___ SELECTED EXCERPT

Grocery delivery is a godsend to me. It helps me plan meals, makes me think about what I am buying, it keeps track of everything you have ever purchased in a master list so you can start your shopping by choosing the things you buy every time, like toilet paper, soaps, etc. You can check the sale items and the new arrivals. I only shop once a month, and pick up small items in between, like milk or fresh veggies. I freeze my bread. I find I spend less money if I shop once a month. I will also say that whoever picks out my meat, veggies, fruits, etc. does it with the same care I would. I have never received any bad items.

If you have mobility problems or just no time to shop I couldn't recommend either Peapod or Shoprite more.


----------



## auntiemoo (Jul 22, 2009)

Hi again Randi - I forgot to mention that the frozen food is always frozen solid - they keep it in dry ice. I tip $5.00 because again he is delivering a month's worth of food. The overall selection is big, maybe not everything in the store, but you can also request things you don't see be added to the selection. I think you will be happy with the quality and quantity!


----------



## olwen (Jul 22, 2009)

MissToodles said:


> Fresh Direct delivers to the Bronx, at least parts of Riverdale. I've used them before and they're way overpriced. I also hate the hassle of breaking down all the cardboard boxes. Peapod also delivers up there and are better priced and accept coupons. They deliver there food in regular shopping bags. I also know individual Shoprite stores deliver. You order online and the store close by you will send over the groceries. In the past, I tip the driver depending on how many boxes/bags are delivered. They'll bring it wherever you want, but since I'm in an apartment, the kitchen is by the front door. Items are never defrosted and very rarely has an item been forgotten. Both peapod and fresh direct do have delivery minimums, $30 for fresh direct and I believe $50 for peapod. I haven't used Shoprite yet.



Delivery to the bronx must be a recent thing. We've been using fresh direct for a couple years now, and I guess when we first started using them they didn't deliver to the bronx. 

Their gourmet items are overpriced, but I never get those. For organic food however, the prices are reasonable. We use the boxes for paper and aluminium recycling then carry the boxes to the incinerator room when they get full.


----------



## Risible (Jul 22, 2009)

I'm here in So Cal, and Vons (one of the big grocery chain stores) delivers for $9.95, or $4.95 during certain times of the day, during the work week - no tip accepted.

I've been using them as well as another chain grocery store, Albertsons (which recently closed its delivery service) for years. I really love the convenience of it; I place a big order every 2-4 weeks, and send the husband out as needed in between for perishables.

______
___ EXTRACTED ENTRIES

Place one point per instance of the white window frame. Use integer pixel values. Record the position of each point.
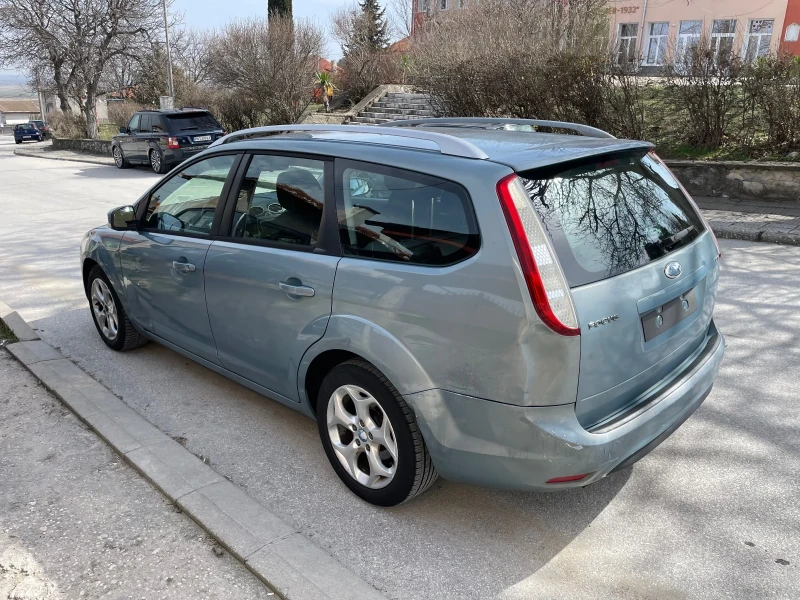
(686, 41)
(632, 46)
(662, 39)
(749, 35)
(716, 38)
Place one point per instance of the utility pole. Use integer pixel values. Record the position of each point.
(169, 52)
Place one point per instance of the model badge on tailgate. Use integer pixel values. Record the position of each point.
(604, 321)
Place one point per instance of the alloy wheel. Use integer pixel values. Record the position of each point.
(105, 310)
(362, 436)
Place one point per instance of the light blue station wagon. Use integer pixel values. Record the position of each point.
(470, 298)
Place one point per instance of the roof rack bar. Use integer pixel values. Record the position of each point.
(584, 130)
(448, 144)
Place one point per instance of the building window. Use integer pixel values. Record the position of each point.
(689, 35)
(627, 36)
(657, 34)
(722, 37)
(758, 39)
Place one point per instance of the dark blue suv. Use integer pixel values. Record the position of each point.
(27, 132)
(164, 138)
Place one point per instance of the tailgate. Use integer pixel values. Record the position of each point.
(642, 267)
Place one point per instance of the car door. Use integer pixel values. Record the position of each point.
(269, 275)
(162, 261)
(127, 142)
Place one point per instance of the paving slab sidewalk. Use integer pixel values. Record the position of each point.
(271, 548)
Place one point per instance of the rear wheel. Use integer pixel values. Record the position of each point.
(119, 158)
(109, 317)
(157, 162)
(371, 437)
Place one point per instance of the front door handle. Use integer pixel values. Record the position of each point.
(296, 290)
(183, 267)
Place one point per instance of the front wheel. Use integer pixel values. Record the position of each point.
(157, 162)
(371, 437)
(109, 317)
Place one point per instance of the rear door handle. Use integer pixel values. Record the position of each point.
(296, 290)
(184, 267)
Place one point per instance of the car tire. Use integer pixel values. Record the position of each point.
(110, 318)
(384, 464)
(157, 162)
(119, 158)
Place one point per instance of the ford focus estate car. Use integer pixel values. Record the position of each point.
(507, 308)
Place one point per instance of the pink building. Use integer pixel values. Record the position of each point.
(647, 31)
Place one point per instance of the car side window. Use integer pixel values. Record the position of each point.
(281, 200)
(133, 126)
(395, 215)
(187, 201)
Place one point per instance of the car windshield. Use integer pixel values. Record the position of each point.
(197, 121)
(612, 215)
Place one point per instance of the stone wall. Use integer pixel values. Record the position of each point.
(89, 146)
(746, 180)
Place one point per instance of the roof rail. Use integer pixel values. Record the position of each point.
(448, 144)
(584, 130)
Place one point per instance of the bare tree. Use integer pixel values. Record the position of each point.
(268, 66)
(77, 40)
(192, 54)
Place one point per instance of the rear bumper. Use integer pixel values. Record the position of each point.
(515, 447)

______
___ EXTRACTED ENTRIES

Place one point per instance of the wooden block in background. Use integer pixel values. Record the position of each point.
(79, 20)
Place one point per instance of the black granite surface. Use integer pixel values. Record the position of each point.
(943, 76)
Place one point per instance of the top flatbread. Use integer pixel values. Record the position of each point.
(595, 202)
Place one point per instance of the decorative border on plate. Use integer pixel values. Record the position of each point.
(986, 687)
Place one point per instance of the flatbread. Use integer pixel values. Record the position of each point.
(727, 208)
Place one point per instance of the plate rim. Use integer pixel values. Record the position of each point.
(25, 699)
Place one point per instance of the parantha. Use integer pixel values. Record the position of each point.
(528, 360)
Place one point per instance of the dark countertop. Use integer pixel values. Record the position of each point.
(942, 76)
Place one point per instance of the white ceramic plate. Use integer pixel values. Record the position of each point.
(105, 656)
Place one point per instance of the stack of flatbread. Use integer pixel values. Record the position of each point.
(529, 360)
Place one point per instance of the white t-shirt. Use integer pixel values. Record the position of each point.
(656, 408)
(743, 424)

______
___ EXTRACTED ENTRIES

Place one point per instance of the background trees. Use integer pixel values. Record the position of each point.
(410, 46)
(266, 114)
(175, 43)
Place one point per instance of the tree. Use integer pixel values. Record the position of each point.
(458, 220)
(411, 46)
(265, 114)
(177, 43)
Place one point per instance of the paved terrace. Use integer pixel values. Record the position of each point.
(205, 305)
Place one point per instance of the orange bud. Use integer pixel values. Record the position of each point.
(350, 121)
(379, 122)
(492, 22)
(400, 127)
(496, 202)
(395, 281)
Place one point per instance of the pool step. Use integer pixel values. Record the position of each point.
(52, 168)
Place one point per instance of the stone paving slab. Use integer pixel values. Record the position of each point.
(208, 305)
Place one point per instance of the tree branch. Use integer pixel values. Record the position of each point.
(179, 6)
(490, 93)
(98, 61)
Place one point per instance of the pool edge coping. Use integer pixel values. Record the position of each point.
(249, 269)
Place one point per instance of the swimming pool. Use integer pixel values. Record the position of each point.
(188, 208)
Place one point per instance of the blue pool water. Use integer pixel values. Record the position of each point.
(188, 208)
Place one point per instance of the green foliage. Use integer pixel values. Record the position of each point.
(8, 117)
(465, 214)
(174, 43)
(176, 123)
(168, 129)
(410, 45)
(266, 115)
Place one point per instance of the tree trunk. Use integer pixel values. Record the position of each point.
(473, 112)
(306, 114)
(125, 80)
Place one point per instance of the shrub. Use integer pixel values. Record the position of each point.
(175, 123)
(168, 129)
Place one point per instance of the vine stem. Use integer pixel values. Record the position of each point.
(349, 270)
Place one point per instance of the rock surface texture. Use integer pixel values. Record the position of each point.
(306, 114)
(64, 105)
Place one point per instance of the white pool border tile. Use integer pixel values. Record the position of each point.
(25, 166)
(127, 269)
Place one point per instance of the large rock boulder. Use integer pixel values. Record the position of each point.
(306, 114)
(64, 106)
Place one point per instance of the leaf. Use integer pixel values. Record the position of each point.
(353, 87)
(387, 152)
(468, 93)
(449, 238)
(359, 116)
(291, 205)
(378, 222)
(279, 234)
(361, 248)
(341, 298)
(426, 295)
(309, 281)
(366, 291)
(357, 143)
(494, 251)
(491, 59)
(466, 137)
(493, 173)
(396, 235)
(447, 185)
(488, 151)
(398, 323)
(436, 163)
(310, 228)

______

- BRIEF -
Write what comes next in the forum discussion on grocery delivery services that precedes the data, starting right after its final sentence.

- RESPONSE TO THIS EXERCISE -
The delivery guy (haven't seen a female delivery person yet) brings the groceries in cases on a fridge dolly to the door, and from there into wherever we direct in the house.

They do an okay job at picking fruits and veggies. Sometimes the substitutes (if they're out of stock of a particular item, they'll substitute) are unacceptable; no biggie, I just have the delivery person take it back, and get a credit.

Overall, I'm grateful for this service.


----------



## bigsexy920 (Jul 22, 2009)

I have been using Shop Rite delivery service - It is expensive but some how i save more money and have more food than if I go on my own. I think that is because i do it all online and i take my time and get exactly what i need and i look for the sales. 

The cost is 9,95 plus 10.00 for the delivery. I also tip 5 bucks. 

They have been pretty good - at first it was not great but they are getting better - they always seem to NOT have something and they will call me and we go over them and make substitutions. 

Im VERY happy that i started doing this - I actually eat better now.


----------



## mejix (Jul 22, 2009)

i started using peapod when i broke my foot a couple of years ago and i kept using them for a while even after my foot had healed. it seems that i was the very last person in their route or maybe they didnt have enough people in my area but they kept arriving outside the time period that i had selected. it also happened that i had a little "exchange of ideas" with their customer service people. so peapod and i don't talk anymore. (i would if i needed to though)


----------



## SummerG (Jul 23, 2009)

I *LOVE* Peapod. I haven't been in a grocery store in years... and mostly order out or eat whatever my mother is making. With Peapod, I can decide what to buy at the grocery store, and having the delivery person carry in the giant stacks of bottled water makes everyone happy. 

They have always delivered in the time frame requested, and will send me a text message to narrow down the time frame that day. 

The meats ordered have always been nice cuts. The rolls always soft & fresh. Frozen foods always frozen. 

We have one female driver that has in the past called me to see if I wanted earlier delivery since she was in my area. So, very friendly service. 

I usually tip $5. The delivery charge is between $4.95-$6.95 depending on time of day (if there are other deliveries in my area), amount ordered, and also I always get $1 off for using my checking account directly. 

Hope that helps


----------



## goofy girl (Jul 23, 2009)

liz (di-va) said:


> Peapod. Huge fan. It's NOT cheap, IMHO. I do it as cheaply as I can (sales, coupons, special offers, etc.) but you can't hard-core shop down to the very cheapest generic whatever, plus they don't have quite as much stuff as they do in the stores.
> 
> But I still love it. I buy anything/everything heavy I can (water, cat litter, juice). I love that I can add things to my 'cart' as I think of them and save the choices made, look at past orders, sort selections by unit price, etc.
> 
> Delivery has generally been within the window promised. It gets a little squidgy during major holidays/bad weather, esp during the winter.  And their customer service is good. I've never gotten the wrong item, I don't think.



me, too...............................


----------



## SoVerySoft (Jul 23, 2009)

Thanks for all the great info! I think I might take the plunge!!


----------



## JerseyGirl07093 (Jul 25, 2009)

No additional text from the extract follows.